(Location identification entries)

_____

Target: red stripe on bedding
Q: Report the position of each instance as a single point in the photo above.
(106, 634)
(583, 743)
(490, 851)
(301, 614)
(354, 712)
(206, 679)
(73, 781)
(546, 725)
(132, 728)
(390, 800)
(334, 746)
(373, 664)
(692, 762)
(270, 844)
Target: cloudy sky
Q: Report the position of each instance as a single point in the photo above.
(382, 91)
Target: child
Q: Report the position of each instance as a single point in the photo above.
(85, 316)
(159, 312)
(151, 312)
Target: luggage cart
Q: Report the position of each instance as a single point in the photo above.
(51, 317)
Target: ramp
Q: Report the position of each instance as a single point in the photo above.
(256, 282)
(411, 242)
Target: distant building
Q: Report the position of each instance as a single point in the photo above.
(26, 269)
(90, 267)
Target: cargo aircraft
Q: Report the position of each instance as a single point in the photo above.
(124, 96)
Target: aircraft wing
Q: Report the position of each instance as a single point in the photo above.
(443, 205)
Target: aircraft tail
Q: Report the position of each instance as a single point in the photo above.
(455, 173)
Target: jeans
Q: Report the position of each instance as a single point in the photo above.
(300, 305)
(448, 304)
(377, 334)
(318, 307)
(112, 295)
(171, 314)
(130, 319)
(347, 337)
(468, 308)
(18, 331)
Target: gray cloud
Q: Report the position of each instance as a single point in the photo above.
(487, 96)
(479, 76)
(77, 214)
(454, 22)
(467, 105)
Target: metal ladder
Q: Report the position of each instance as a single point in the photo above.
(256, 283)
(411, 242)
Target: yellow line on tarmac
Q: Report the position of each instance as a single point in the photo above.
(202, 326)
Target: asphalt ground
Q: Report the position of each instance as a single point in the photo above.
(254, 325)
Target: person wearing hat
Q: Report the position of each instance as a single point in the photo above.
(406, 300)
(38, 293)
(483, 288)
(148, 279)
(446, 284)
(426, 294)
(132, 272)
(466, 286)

_____

◆ Set task
Convert the entries, starting at the line that contains "Target: yellow line on tarmac" and continuing through the final line, into a JSON list of strings with one string per line and no blank lines.

◆ The reply
[
  "Target: yellow line on tarmac",
  "Q: Report the position of each instance as a single point in the photo above.",
  "(202, 326)",
  "Target: asphalt ground",
  "Q: Report the position of each instance as a single point in the photo above.",
  "(254, 325)",
  "Target: person wearing hat",
  "Q: Report the position of each instance as a single point in the photo above.",
  "(406, 300)",
  "(38, 293)",
  "(483, 288)",
  "(148, 279)",
  "(446, 284)",
  "(426, 294)",
  "(132, 272)",
  "(466, 286)"
]